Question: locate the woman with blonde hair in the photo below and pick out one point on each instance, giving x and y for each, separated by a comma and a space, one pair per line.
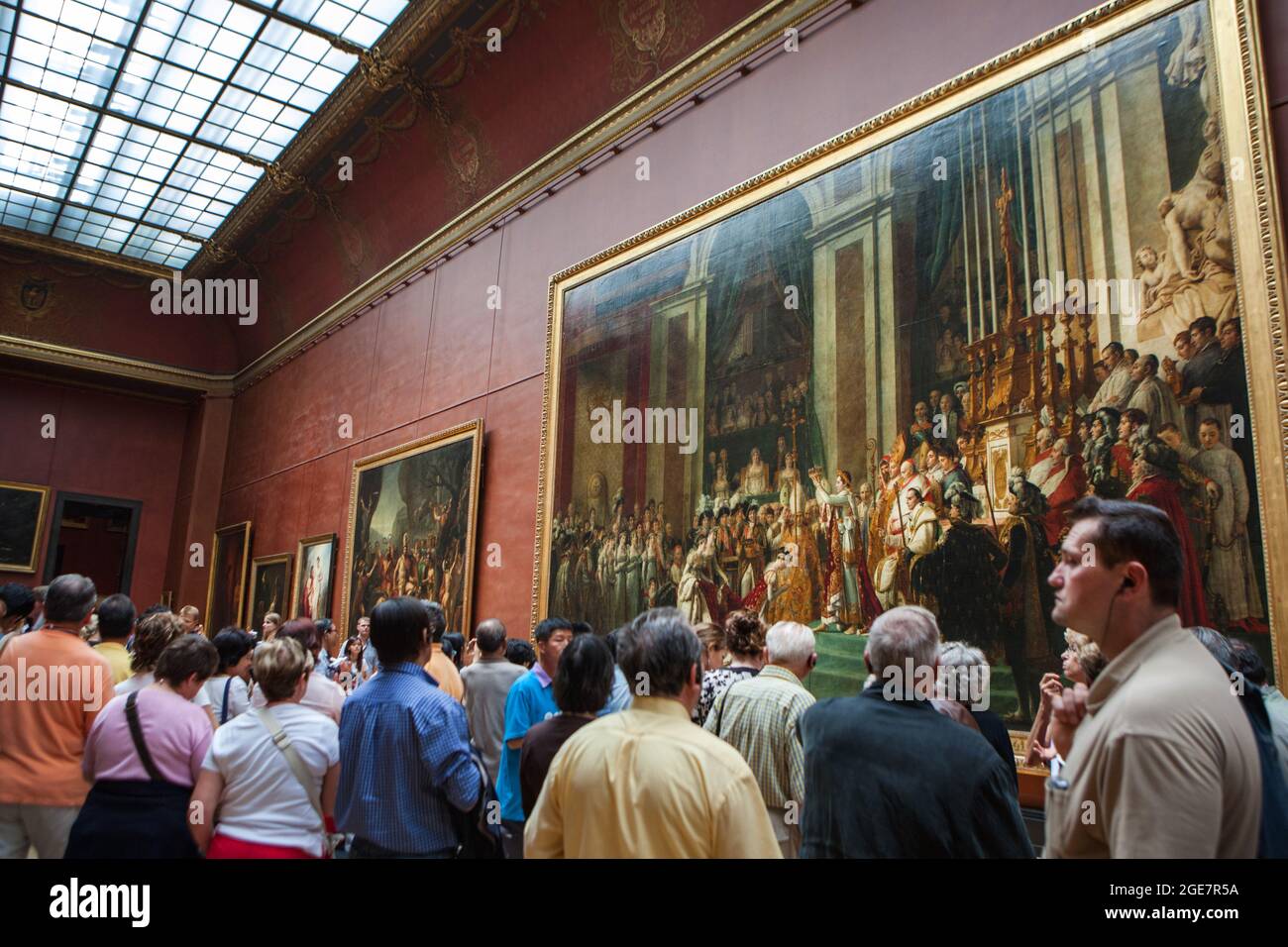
715, 646
745, 637
271, 774
153, 635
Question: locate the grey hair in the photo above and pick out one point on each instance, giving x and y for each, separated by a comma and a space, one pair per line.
956, 659
69, 598
658, 650
790, 642
907, 631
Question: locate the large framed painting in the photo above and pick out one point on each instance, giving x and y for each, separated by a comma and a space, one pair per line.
883, 371
22, 525
230, 557
314, 573
269, 589
412, 513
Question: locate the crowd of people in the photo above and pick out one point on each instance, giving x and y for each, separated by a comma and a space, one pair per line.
660, 738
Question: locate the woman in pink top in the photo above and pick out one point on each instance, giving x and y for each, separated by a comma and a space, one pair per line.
143, 755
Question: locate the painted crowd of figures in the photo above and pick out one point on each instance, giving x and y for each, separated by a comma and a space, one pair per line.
413, 569
926, 530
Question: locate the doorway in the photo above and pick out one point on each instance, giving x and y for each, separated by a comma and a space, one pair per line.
94, 536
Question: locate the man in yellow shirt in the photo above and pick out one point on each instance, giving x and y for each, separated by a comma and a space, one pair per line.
439, 667
116, 617
647, 783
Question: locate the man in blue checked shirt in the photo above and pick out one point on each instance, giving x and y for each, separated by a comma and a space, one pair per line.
404, 749
531, 699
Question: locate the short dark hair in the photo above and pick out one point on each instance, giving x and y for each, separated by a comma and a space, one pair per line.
232, 644
398, 629
116, 616
1248, 663
304, 631
585, 676
489, 635
1127, 530
519, 652
549, 626
661, 647
69, 598
1216, 643
185, 656
18, 599
154, 634
436, 618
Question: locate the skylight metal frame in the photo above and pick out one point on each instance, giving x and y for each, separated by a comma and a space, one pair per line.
178, 187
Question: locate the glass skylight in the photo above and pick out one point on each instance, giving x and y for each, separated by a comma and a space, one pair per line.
125, 125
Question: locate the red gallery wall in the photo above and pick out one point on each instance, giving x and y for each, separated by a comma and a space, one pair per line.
104, 444
434, 355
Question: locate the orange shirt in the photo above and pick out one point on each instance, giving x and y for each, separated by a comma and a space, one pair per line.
52, 686
442, 671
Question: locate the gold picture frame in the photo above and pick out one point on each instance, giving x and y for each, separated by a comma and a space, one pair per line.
299, 582
463, 517
259, 567
230, 557
26, 492
1239, 93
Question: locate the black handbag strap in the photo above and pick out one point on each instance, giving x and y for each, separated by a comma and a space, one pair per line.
223, 710
132, 716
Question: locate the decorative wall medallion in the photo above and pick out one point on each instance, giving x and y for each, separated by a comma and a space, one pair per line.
647, 37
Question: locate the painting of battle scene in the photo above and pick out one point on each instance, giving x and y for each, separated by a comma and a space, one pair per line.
411, 525
907, 368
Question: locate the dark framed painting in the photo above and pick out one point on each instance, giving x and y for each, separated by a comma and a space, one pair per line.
412, 514
269, 589
230, 556
314, 574
883, 371
22, 525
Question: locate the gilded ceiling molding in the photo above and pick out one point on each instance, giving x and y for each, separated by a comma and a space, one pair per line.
761, 29
342, 111
103, 364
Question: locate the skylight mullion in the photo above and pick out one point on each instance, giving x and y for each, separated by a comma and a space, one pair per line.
107, 101
134, 120
210, 107
89, 209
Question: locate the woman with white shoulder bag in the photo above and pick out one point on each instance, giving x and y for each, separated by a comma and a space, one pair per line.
268, 783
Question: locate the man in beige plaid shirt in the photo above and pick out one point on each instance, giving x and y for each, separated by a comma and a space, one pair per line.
758, 716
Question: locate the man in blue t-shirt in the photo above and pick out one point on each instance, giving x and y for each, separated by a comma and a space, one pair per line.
531, 699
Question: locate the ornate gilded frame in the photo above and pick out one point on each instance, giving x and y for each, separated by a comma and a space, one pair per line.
469, 429
37, 544
241, 574
297, 579
256, 566
1252, 197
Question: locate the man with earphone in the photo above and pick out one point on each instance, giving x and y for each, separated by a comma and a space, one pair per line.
1160, 759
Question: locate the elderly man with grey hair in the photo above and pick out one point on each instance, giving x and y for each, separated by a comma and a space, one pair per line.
43, 735
889, 777
645, 783
964, 678
758, 716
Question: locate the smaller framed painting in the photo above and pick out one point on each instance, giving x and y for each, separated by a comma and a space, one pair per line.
314, 577
230, 556
269, 587
22, 525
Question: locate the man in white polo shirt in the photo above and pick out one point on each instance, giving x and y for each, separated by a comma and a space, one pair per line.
1160, 759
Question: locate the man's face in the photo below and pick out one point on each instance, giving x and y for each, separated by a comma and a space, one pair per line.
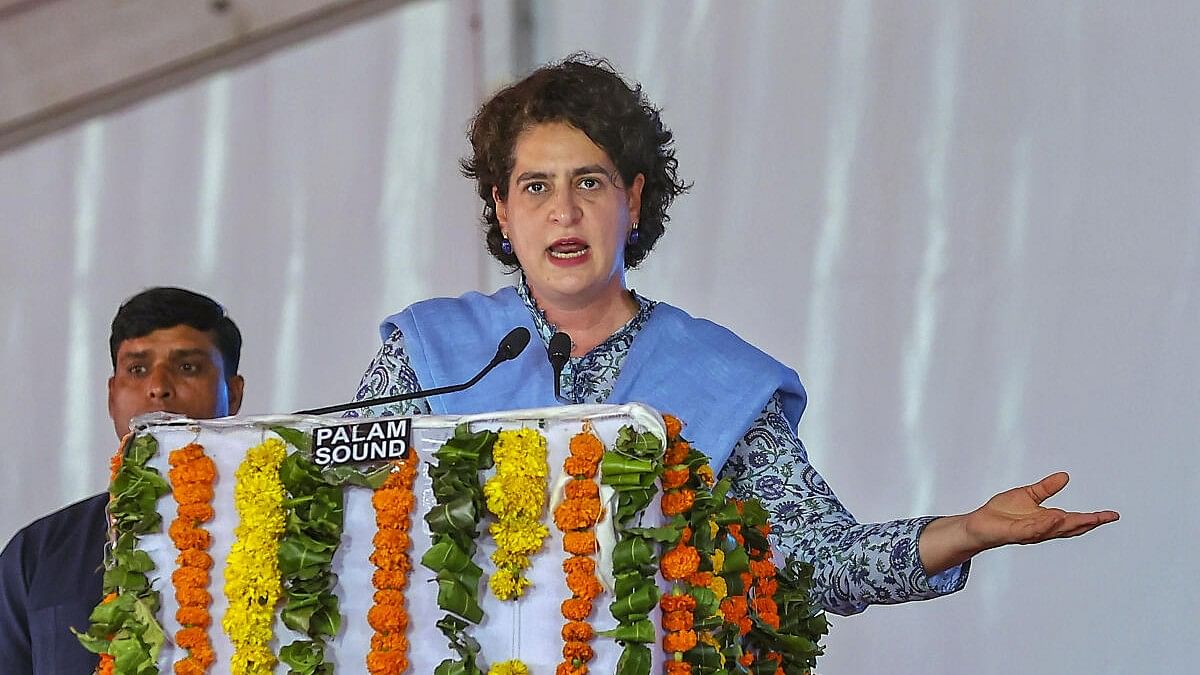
175, 369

● ● ● ●

YOUR INSTRUCTIONS >> If a picture appears among the entries, omit it and reproduce everything else exactly.

REPLY TO THE TASK >>
Question: locate the woman with blonde hair in the photo below and pick out one point on each instance, giving x and y for each, separated by a comma and a space, one pair per line.
715, 646
745, 637
271, 774
153, 635
Question: locate the grey hair in the photo above and pick out one point on each instance, giving x and y for each, separated by a comma and a space, one pair per line.
956, 659
69, 598
658, 650
790, 642
907, 631
Question: locate the large framed painting in the photo above and pick out one point on each instance, giving x and y for each, separated by a comma and a space, one pair per line.
883, 371
22, 525
230, 557
314, 573
269, 589
412, 513
Question: locate the crowd of people in the photo above and pick out one point on each instance, giving x and y for each, separated by a comma and a space, one pair per line.
660, 738
Question: locate the woman in pink top in the photo above and pick out one point on each instance, giving x and y for each, separated by a comma and a space, one pair per line.
143, 755
Question: locate the painted crowd of figures in the photo above and pick out one point on each instance, giving x and y for each, separated by a comma and a space, one pair per line.
413, 569
926, 530
Question: locate the doorway in the photo above and pick out one point on each instance, giving x and y for each, separated by a comma and a space, one pair per line.
94, 536
Question: locate the man in yellow shirt in the photo above and pick out one point on each instance, giving x and y for each, separated by a comma and a space, one pair per line.
439, 667
116, 617
647, 783
Question: locate the man in blue checked shirt in the photo above and pick out one point on each instance, giving x and y for each, separated by a comma and a space, one pair per line.
404, 749
531, 699
Question: locate the short dark hair in the photo above and pick out one point on each instance, giving x and y for each, separated by a comma and a space, one pair per line.
232, 644
398, 629
116, 616
1248, 663
304, 631
585, 676
489, 635
1127, 530
519, 652
549, 626
661, 647
69, 598
1216, 643
185, 656
18, 599
154, 634
436, 618
Question: locate the skylight metal frame in the photo above and pick out one point on each instance, giving x and y for each, separated by a comma and a space, one pair per line.
178, 187
Question: locate the glass skylight in the photo above and pick out one point on each instance, giving x and y for each, separated by a comma and a space, one pair per line.
125, 125
Question: locate the red gallery wall in the photo above and pick out one point on each instance, giving x and y for each, separated by a comma and a space, one pair per line.
104, 444
434, 355
Question: locate the orange shirt in the photo above and pick out one point on each instance, giving x and y for each, separated by a comma and a space, one pair per line.
52, 686
442, 671
Question: locate the gold picture frame in the photo above and pick out one point on each instance, giving x and y for each, separated by a comma and a space, one pair per line.
299, 582
463, 517
259, 567
230, 557
26, 492
1239, 93
Question: locate the black handbag strap in the photo above and pick out one point on each instance, giving x and y for each, separated by a comma and a space, one pair per line.
223, 710
132, 716
Question: locate the decorative wall medallion in the photo above and pick out one point on each instance, giving x and y for each, separated by a comma and a space, one pair per line.
647, 37
Question: locate the painting of battle scene in the photo above and pick out one point on each instance, giving x and y for each, separated by a comma and a space, one pair per line.
411, 525
907, 368
Question: locate the dark framed painting in the photo above and pick out one point on each instance, giving x and y for each, separated by a comma and a space, one pair per line.
412, 514
269, 589
230, 556
314, 574
883, 371
22, 525
Question: locate the gilded ceiling molding in the photo above and pick out one point on each instance, giving x and y for each, separated by a comma and a space, one pair per line.
761, 29
342, 111
103, 364
Question: locate the skylight mullion in the photo above and pick out one point on each instance, giving x and y for each, separated by a comma and a space, one pair per line.
107, 101
134, 120
210, 107
89, 209
Question: locate the woman with white shoulder bag in the photo above and pick out one point on each instance, giving x and y for each, separated by a comma and a space, one pair per line.
268, 783
Question: locate the man in beige plaid shirt in the photo above and pick out one point on each instance, giving x and y for each, separated by a comma and a space, one pair per line.
758, 716
Question: locate the man in blue t-shirt in the photo above and pick out one point on each instance, giving x and y for each, separated by a comma and a space, one pair per line.
531, 699
Question: locate the ornate gilded frame in the photo above and pick out one point on each instance, giving x and y for each, separated by a comma and a space, one pair per line.
469, 429
37, 544
241, 574
297, 579
256, 566
1252, 197
Question: locate the man with earphone in the photo above and pick out one point on each instance, giving x and y for each, separated by a comma and a space, one pair per line.
1160, 759
Question: locate the elderly man with grey hair in the photo above and pick out one point on each instance, giving x and y for each, separated by a comma and a space, one pair per line.
43, 735
889, 777
645, 783
964, 678
758, 716
Question: locate the smaller framed painting in the photo above and pick out one point on each instance, giving x and y for each, separated by a comma and a space, one pair per line.
314, 577
230, 556
269, 587
22, 525
Question: locate the man in white polo shirt in the photo above and pick out one point on each instance, giving x and y for each, separated by a comma and a space, one pair per line.
1160, 759
Question: locate the man's face in the photo below and pick out one point on each instance, giving x and y for each, separated by a comma and a space, one pair per line.
175, 369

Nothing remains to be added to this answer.